Exercise description>
Every record that follows should be copied exactly. No picture belongs in the copy.

Referring expression pointing data>
--------------------------------
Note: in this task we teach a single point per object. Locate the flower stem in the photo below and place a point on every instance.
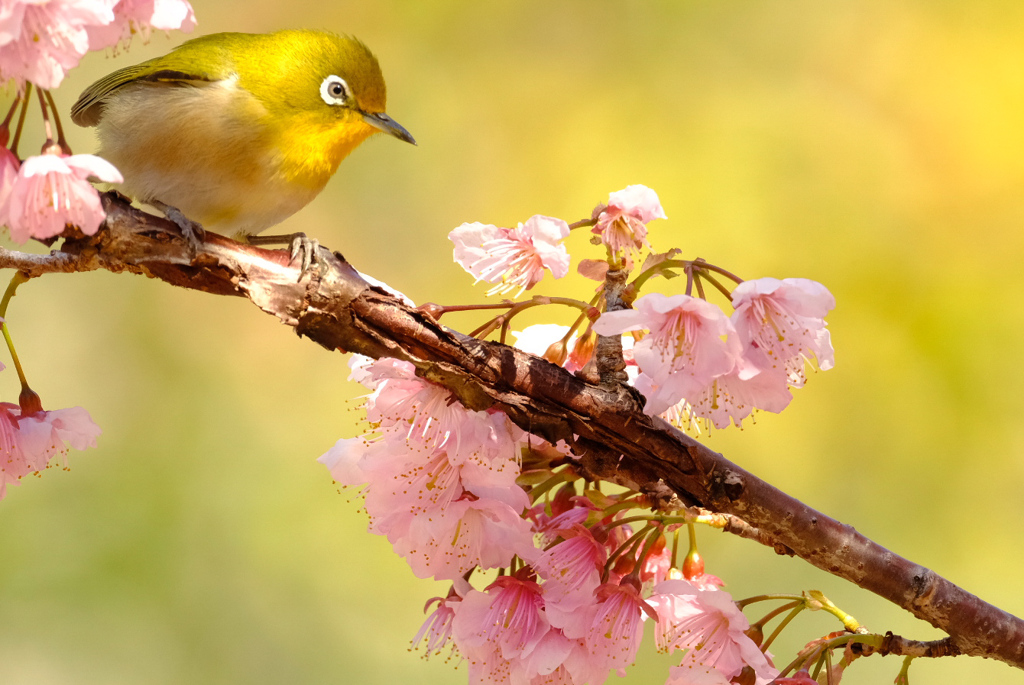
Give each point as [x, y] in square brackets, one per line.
[785, 622]
[16, 281]
[20, 118]
[774, 612]
[65, 147]
[583, 222]
[722, 289]
[762, 598]
[46, 118]
[696, 282]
--------------------------------
Response box>
Note: in this task we teach a single point per object. Locate the flower stem in the photo below and place a point on every instance.
Give each point as [x, y] in square brackets, one per line.
[785, 622]
[16, 281]
[20, 118]
[774, 612]
[65, 147]
[583, 222]
[722, 289]
[762, 598]
[46, 118]
[696, 282]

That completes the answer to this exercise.